→ AIM:
Locate each line in the listing below that contains the word "tower" and copy those lines out in full.
-- Begin SOURCE MATERIAL --
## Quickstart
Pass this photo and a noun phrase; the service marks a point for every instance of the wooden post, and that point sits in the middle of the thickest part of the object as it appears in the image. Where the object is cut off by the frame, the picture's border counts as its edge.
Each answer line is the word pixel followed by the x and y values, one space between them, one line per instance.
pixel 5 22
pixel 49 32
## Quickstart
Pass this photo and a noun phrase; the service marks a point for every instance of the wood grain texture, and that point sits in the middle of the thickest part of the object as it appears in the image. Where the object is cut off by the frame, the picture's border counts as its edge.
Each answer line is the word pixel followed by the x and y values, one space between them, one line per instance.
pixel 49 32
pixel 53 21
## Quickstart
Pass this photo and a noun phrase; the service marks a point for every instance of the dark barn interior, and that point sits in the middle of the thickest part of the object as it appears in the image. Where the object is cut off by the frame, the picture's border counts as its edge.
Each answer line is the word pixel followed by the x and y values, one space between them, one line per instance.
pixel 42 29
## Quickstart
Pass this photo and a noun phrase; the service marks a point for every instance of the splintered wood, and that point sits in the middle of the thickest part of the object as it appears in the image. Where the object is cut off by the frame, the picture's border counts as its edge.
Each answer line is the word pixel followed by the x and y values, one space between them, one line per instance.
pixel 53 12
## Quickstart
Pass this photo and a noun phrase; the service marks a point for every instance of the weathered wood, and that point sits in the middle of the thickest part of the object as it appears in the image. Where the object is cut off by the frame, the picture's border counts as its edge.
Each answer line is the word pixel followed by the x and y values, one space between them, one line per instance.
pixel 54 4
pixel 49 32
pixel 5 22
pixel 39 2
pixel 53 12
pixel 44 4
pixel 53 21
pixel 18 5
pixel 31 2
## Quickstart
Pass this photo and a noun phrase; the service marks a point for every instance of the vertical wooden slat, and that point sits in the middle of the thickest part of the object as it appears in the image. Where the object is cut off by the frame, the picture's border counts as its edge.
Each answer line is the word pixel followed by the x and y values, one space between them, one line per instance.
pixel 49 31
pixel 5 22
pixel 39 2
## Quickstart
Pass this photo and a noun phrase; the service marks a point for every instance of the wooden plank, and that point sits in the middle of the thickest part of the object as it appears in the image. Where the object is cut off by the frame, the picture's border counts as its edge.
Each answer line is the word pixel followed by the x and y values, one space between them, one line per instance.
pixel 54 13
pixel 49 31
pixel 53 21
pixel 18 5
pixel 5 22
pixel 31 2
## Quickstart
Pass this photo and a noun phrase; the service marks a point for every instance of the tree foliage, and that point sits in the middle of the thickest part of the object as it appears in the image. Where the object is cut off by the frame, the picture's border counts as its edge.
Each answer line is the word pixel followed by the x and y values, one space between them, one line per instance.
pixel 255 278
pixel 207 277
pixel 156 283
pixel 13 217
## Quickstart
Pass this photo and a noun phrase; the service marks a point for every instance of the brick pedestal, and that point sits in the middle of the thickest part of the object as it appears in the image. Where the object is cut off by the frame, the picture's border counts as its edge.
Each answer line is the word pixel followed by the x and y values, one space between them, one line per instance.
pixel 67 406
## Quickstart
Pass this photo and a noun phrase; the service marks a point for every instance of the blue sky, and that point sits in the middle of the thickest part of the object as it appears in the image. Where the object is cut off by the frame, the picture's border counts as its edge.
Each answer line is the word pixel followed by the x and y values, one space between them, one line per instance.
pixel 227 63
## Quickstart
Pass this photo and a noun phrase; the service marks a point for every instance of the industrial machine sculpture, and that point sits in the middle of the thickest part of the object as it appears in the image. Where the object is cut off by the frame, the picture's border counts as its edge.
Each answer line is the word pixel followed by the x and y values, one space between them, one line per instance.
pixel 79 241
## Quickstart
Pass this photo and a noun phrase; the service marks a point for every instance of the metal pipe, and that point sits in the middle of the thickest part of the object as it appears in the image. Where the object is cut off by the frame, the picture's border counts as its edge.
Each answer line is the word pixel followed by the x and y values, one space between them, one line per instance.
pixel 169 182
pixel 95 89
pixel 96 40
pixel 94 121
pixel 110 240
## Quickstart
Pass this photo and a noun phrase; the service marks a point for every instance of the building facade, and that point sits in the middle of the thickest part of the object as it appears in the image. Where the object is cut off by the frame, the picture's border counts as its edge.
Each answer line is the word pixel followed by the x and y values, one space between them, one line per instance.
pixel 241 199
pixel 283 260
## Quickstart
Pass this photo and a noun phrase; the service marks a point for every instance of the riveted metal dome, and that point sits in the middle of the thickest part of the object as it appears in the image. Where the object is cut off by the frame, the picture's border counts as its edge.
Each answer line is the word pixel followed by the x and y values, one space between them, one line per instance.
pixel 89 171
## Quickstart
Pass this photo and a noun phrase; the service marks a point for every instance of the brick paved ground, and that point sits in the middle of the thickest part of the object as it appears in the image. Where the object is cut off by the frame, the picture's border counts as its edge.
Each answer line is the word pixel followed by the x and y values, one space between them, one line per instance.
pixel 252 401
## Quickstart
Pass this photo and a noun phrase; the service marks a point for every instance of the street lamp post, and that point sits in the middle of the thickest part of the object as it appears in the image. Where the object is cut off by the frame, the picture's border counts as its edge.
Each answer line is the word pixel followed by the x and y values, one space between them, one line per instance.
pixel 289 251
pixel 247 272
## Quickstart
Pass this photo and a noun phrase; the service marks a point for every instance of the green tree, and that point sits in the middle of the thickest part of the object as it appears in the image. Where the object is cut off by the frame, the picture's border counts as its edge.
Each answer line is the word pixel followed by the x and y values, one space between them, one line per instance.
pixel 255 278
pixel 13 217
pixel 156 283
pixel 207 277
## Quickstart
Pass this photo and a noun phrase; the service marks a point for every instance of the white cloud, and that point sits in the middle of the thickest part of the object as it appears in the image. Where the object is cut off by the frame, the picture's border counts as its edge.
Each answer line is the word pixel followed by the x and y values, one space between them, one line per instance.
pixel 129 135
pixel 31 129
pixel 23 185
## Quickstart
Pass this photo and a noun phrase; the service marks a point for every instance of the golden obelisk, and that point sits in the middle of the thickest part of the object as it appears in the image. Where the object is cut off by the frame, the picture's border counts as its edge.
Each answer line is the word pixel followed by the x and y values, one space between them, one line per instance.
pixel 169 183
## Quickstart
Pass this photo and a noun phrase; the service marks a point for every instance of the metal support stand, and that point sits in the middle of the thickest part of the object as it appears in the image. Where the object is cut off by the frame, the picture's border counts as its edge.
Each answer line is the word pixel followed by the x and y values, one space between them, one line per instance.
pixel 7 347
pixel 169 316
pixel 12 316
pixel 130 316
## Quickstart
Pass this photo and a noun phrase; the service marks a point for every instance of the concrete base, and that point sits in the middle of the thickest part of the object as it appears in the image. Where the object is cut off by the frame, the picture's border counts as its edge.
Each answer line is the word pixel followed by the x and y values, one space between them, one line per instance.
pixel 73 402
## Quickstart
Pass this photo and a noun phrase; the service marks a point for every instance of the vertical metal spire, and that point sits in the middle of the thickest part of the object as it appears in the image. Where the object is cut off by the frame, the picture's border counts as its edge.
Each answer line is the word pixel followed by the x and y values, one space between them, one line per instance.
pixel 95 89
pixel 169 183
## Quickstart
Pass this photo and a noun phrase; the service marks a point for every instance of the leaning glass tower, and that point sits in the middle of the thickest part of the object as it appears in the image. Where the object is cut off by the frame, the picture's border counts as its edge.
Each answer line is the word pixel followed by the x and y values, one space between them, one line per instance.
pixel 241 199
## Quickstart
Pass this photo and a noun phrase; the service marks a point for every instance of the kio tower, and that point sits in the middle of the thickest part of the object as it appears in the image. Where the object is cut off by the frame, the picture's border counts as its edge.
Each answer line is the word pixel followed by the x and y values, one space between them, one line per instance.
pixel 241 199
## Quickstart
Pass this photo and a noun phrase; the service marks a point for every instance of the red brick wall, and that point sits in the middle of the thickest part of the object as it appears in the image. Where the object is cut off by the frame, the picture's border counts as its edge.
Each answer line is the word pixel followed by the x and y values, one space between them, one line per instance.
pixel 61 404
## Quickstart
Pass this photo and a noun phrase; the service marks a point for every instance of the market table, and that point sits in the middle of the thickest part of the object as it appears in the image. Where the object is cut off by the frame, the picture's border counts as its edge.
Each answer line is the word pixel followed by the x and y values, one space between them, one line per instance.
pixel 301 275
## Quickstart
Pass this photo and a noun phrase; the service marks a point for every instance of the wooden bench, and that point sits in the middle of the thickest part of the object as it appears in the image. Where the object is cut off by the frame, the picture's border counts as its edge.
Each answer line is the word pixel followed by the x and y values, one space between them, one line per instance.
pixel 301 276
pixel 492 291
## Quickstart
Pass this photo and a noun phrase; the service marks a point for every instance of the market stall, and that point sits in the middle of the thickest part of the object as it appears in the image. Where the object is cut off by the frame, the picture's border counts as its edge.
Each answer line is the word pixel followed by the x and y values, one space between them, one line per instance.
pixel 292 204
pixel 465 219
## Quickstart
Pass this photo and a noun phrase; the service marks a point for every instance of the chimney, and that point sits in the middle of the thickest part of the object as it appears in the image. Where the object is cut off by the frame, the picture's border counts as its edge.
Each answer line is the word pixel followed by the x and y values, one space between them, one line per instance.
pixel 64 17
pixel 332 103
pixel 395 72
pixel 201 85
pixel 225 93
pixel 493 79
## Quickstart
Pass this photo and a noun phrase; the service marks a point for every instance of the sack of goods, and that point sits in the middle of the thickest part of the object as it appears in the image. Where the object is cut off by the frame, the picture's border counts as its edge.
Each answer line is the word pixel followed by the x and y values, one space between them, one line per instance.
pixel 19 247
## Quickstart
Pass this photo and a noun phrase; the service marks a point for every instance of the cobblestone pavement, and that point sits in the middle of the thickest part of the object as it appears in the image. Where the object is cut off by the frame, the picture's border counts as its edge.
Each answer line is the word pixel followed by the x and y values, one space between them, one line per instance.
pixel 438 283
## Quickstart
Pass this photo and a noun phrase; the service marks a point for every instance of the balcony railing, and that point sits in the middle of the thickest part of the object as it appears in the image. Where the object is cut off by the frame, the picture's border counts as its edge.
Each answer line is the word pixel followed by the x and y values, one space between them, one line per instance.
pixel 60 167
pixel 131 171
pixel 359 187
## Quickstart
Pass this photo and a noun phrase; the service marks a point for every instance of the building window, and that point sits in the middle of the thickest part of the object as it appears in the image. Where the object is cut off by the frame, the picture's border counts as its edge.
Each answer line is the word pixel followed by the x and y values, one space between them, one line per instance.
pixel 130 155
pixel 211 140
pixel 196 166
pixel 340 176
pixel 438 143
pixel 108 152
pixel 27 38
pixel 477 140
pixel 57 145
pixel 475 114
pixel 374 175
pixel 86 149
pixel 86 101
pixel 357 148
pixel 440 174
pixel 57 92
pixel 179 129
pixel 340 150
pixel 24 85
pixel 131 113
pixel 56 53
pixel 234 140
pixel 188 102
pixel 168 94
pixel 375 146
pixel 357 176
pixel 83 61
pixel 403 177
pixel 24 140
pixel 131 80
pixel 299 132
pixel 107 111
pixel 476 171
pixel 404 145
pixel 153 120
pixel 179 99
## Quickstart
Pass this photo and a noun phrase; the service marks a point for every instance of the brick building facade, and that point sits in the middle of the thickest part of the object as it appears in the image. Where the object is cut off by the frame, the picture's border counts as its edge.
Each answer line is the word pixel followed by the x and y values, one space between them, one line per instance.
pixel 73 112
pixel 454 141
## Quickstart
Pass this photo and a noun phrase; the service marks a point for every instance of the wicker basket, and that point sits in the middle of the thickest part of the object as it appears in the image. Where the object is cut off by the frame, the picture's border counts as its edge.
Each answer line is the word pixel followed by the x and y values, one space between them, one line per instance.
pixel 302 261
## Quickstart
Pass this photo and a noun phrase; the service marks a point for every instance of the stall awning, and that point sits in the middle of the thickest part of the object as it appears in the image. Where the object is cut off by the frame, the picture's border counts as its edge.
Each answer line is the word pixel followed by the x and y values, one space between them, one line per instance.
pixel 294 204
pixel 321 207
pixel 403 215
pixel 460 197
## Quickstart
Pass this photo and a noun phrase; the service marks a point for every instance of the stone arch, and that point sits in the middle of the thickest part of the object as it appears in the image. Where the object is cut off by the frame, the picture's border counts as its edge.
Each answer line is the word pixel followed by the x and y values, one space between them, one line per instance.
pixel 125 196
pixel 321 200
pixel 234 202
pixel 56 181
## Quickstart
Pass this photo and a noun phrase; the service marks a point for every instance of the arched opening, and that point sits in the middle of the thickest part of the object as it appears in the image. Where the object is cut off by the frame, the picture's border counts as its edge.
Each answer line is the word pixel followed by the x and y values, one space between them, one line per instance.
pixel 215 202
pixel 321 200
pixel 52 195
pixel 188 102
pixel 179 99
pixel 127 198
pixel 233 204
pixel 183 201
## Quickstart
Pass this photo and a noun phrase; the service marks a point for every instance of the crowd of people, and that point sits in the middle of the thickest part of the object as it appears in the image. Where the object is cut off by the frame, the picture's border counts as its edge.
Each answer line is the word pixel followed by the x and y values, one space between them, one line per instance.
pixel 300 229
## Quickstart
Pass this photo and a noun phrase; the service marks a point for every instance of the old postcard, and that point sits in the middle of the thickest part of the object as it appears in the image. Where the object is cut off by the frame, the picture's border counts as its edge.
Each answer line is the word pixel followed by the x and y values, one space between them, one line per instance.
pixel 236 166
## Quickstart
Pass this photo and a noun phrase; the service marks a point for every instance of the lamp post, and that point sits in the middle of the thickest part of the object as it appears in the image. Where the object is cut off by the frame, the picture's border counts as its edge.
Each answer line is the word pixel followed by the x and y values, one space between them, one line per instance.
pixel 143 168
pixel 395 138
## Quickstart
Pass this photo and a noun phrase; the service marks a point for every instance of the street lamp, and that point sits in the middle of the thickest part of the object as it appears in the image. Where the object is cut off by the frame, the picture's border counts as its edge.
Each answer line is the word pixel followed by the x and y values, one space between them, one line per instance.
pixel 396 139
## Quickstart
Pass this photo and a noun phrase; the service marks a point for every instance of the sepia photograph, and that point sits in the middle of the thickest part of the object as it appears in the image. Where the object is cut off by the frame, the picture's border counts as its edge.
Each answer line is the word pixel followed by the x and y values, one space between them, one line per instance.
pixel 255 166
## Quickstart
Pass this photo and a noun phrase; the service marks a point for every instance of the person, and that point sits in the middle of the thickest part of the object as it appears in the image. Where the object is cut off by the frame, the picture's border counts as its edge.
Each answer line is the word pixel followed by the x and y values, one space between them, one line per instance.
-- End SOURCE MATERIAL --
→ SOLUTION FOR THIS TASK:
Pass this photo and a noun phrase; the service marks a point for every instance of the leaning glass tower, and that point sits in the middle of the thickest part of the object as it appears in the image. Where the object is cut off by the frame, the picture's border counts as its edge.
Pass this photo and a noun phrase; the service marks a point for every instance of the kio tower, and that point sits in the middle of the thickest part of the object as it appears in the image. Where the object is cut off by the frame, the picture's border counts as its edge.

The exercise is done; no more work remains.